Exercise requirements => For the data below, work out the number of lines containing the string "shoulder" and answer with that number only.

Listed entries =>
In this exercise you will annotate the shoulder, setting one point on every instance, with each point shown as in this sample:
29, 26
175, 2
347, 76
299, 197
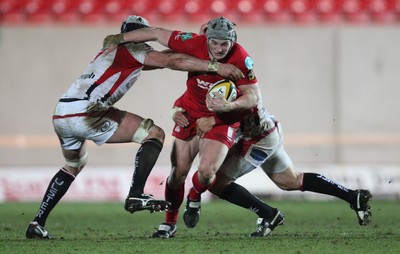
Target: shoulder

Response to this exercise => 2